## What you have to do:
Extract the line that contains "Could you indicate the rock" and every line after it through the end of the records below, exactly as written, leaving out any pictures.
━━━━━ Available records ━━━━━
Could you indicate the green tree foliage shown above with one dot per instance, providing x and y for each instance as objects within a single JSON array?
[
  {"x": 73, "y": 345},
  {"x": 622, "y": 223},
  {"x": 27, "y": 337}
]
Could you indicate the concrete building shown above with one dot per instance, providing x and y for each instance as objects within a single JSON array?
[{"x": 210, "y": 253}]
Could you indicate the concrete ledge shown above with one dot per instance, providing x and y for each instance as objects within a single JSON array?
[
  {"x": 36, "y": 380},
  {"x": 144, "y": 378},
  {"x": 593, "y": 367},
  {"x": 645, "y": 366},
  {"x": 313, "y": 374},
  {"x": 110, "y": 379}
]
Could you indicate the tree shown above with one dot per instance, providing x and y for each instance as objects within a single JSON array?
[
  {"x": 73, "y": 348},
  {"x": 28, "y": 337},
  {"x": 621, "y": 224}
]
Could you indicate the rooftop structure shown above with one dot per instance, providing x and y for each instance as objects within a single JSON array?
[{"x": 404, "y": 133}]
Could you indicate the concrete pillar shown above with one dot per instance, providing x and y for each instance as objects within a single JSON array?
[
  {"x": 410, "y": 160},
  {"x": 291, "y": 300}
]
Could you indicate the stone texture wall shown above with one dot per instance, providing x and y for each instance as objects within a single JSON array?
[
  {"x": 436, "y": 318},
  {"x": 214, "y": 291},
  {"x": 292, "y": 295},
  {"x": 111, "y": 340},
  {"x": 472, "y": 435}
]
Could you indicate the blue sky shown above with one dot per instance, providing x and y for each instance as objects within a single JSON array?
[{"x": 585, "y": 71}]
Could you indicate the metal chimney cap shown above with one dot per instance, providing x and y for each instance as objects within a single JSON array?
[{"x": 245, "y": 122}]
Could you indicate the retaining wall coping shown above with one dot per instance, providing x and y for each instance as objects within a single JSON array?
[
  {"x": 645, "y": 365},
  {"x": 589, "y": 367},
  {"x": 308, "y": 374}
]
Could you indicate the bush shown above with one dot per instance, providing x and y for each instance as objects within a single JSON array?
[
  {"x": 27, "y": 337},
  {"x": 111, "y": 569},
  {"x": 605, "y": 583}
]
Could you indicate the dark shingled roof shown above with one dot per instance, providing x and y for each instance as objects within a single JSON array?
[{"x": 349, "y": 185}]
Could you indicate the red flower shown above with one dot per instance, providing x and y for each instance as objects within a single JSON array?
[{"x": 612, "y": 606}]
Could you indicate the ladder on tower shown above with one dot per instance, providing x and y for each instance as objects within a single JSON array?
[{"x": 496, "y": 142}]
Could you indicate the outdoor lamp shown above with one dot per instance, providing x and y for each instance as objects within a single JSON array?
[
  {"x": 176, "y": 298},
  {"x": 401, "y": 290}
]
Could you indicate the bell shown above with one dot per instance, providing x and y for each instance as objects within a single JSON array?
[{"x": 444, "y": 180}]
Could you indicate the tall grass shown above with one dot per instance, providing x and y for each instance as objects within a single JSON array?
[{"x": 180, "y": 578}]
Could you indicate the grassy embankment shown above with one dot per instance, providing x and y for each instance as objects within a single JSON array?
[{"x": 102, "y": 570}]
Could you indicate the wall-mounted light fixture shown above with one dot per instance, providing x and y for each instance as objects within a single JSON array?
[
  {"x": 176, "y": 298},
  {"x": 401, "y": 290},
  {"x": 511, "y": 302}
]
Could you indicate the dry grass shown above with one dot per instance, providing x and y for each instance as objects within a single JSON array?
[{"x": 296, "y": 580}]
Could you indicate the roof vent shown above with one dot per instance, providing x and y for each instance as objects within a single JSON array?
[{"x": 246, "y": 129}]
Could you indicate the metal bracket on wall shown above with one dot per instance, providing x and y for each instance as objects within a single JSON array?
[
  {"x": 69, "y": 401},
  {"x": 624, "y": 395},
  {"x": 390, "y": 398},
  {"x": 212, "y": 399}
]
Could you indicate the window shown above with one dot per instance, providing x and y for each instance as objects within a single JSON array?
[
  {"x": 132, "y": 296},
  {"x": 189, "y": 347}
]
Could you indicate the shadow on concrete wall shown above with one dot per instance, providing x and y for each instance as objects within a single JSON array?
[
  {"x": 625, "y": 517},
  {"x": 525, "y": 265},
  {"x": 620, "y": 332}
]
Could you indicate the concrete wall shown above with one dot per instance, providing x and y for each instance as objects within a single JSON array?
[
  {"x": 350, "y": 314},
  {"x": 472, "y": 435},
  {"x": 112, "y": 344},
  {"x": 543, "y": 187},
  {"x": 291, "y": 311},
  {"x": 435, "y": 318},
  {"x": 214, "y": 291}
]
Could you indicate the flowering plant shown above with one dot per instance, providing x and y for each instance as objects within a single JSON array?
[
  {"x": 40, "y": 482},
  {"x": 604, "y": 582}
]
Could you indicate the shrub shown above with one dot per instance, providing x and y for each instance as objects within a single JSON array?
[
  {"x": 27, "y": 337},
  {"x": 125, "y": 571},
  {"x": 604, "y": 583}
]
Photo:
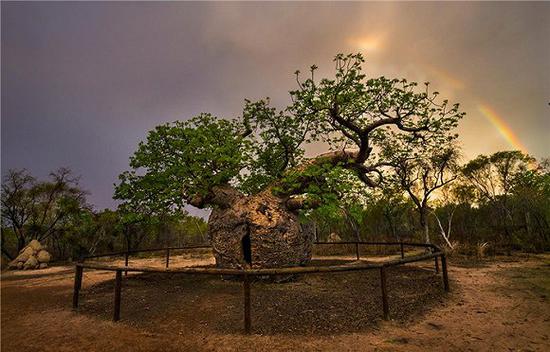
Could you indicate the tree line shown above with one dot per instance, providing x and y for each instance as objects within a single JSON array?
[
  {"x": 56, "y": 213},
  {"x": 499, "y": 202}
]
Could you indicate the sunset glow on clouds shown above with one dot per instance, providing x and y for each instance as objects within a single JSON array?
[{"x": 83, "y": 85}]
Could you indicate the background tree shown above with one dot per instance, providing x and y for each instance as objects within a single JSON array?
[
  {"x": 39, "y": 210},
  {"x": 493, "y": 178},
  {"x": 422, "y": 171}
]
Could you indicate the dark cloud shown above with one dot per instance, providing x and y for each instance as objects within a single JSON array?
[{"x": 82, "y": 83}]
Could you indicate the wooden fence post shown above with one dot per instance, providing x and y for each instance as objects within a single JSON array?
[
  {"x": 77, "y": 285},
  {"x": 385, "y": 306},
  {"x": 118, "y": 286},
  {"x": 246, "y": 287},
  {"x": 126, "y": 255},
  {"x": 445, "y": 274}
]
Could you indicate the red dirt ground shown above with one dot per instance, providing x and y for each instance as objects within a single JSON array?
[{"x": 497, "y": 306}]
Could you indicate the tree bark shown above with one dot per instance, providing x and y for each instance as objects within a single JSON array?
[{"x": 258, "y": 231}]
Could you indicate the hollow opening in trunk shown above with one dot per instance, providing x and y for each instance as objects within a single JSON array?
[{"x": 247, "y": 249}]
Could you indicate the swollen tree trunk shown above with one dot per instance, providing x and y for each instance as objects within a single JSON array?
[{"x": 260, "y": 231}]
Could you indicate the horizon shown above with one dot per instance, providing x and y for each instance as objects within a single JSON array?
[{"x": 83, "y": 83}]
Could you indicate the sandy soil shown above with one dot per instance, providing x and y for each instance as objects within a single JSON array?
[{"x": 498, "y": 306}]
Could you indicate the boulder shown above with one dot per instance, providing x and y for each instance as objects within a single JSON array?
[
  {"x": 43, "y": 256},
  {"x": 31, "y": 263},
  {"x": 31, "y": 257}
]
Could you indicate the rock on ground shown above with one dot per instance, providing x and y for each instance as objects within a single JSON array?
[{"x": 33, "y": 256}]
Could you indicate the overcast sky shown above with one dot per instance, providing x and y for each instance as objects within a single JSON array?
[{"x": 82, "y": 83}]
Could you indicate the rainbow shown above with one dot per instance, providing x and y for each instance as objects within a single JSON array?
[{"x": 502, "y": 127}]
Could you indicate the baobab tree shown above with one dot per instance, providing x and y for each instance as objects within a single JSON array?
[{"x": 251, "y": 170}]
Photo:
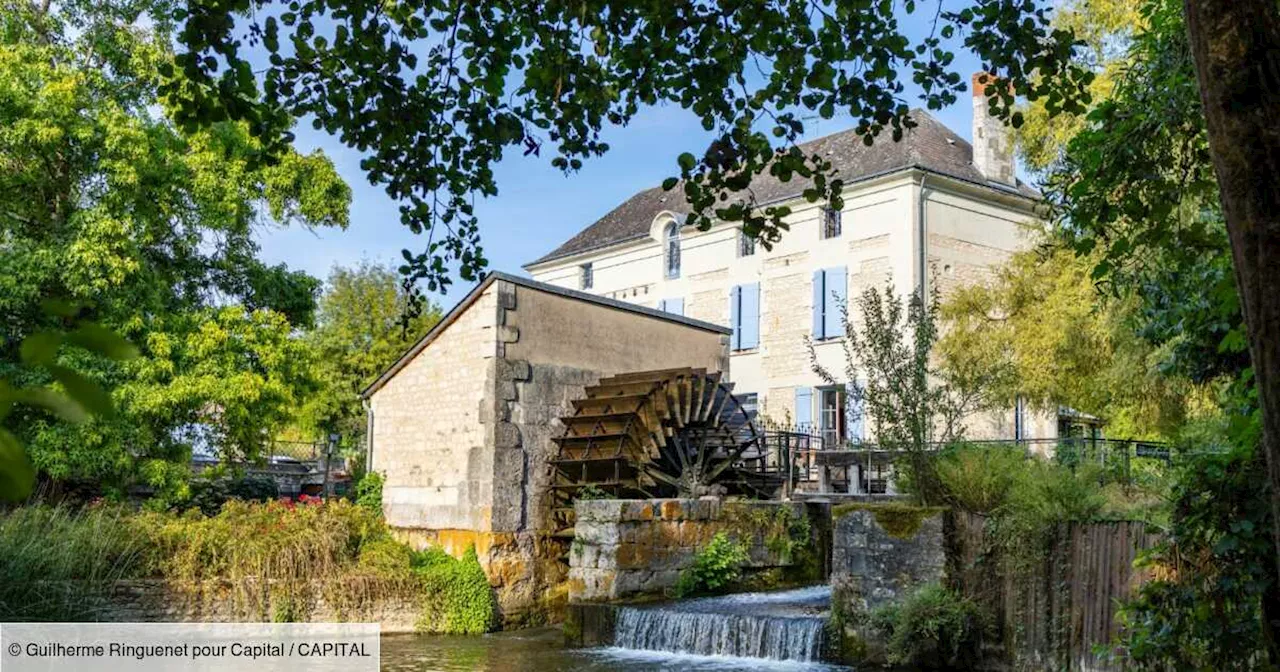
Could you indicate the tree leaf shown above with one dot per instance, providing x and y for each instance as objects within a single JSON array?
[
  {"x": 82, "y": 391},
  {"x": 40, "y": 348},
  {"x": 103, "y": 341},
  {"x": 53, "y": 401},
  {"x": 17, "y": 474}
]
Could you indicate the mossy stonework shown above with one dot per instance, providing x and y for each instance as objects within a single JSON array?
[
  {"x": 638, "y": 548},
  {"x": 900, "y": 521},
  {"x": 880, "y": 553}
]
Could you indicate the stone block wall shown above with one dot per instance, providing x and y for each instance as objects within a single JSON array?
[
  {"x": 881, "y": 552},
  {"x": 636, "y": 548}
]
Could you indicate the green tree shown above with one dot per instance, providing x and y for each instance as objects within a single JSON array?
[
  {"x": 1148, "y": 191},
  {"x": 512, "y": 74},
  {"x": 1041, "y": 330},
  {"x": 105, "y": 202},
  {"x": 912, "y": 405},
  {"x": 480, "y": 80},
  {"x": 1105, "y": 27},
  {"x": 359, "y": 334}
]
━━━━━
## Finished answer:
Could you indicate the rock on ground shown above with one dot per instance, providing x and y for each instance as objects within a single JSON array?
[{"x": 33, "y": 256}]
Could you indicate the overcast sky shown above with one dot per instance, providing x and y for each instance as objects within a single JSON array?
[{"x": 82, "y": 83}]
Could you indicate the rainbow shown above with one dot per instance, providing x and y for each instance as objects within a single JSON array?
[{"x": 502, "y": 127}]
Could you indicate the baobab tree shown above with one dot per instance, providing x and y for each instance as objects within a single JSON array?
[{"x": 251, "y": 170}]
Photo:
Could you indicate the tree leaf shown above with one dot per instance, providing x and y for each instance as objects within a single JSON array?
[
  {"x": 82, "y": 391},
  {"x": 40, "y": 348},
  {"x": 103, "y": 341},
  {"x": 53, "y": 401},
  {"x": 17, "y": 474}
]
Could you indicate the mossy stonework shown above with one dot per instance, providing x and y for each instance as objects within a single JSON array?
[
  {"x": 638, "y": 548},
  {"x": 900, "y": 521},
  {"x": 880, "y": 553}
]
Could you indicate the stone block wall shown above with one dot per instance, providing x and y for each instance as objects within a single JSON array?
[
  {"x": 881, "y": 552},
  {"x": 636, "y": 548}
]
Could you indicate the green tree shown above with one dot per instance, providing x and y for each instance as objects within a single JSON array?
[
  {"x": 1148, "y": 191},
  {"x": 512, "y": 74},
  {"x": 1041, "y": 330},
  {"x": 105, "y": 202},
  {"x": 912, "y": 405},
  {"x": 480, "y": 80},
  {"x": 1105, "y": 27},
  {"x": 359, "y": 334}
]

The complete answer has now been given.